Do this: Render the lines starting at the one containing "Look at the image above and tell me: does any nest" and ending at the one containing "[[129, 132, 397, 374]]" as a numbered list, leaving out any blank lines.

Excerpted records:
··········

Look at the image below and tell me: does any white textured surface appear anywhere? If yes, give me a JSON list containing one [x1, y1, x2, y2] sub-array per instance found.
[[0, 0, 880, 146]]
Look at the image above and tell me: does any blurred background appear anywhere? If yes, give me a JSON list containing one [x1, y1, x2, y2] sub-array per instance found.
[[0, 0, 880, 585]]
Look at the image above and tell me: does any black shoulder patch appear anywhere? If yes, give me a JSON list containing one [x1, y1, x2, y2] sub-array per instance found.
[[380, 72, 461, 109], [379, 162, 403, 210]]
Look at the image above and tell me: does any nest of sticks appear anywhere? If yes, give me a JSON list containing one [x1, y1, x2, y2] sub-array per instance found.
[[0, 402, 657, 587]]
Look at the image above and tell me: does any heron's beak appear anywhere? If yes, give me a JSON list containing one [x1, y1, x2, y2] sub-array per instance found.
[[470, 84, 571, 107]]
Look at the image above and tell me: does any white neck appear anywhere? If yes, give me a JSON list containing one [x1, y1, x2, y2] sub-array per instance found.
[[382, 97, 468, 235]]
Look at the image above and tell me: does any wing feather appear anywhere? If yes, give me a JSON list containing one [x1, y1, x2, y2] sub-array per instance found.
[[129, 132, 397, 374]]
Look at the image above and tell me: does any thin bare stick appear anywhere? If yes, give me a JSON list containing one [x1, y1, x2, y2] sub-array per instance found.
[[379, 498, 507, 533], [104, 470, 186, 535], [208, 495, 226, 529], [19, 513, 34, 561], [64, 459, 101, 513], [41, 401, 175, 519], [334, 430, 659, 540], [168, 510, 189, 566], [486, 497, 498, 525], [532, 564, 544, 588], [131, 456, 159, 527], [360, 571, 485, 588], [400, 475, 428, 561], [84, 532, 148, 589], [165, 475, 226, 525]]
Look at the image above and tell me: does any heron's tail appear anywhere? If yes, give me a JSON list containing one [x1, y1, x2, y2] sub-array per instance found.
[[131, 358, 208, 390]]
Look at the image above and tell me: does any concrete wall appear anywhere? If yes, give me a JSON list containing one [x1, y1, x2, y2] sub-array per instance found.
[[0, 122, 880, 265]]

··········

Solved problem:
1. Look at the image above and tell me: does any nest of sticks appear anywhere? If yes, give me a JSON list containing one [x1, y1, x2, y2] sub-array per instance found.
2. [[0, 402, 657, 587]]
3. Look at the image above and tell me: does any heron's beak appear anywhere? If yes, give me a JSON list containing one [x1, y1, x2, y2] sub-array per instance found.
4. [[470, 84, 571, 107]]
5. Look at the image above and tell me: does any white neck appear anywhere? If yes, give me a JSON list containing one [x1, y1, x2, y2] sub-array per instance found.
6. [[382, 97, 468, 235]]
7. Look at the image above and tell me: does any wing feather appear anywhere? If yes, give me a JSON list containing one [x1, y1, x2, y2] sub-array per instance found.
8. [[129, 132, 397, 374]]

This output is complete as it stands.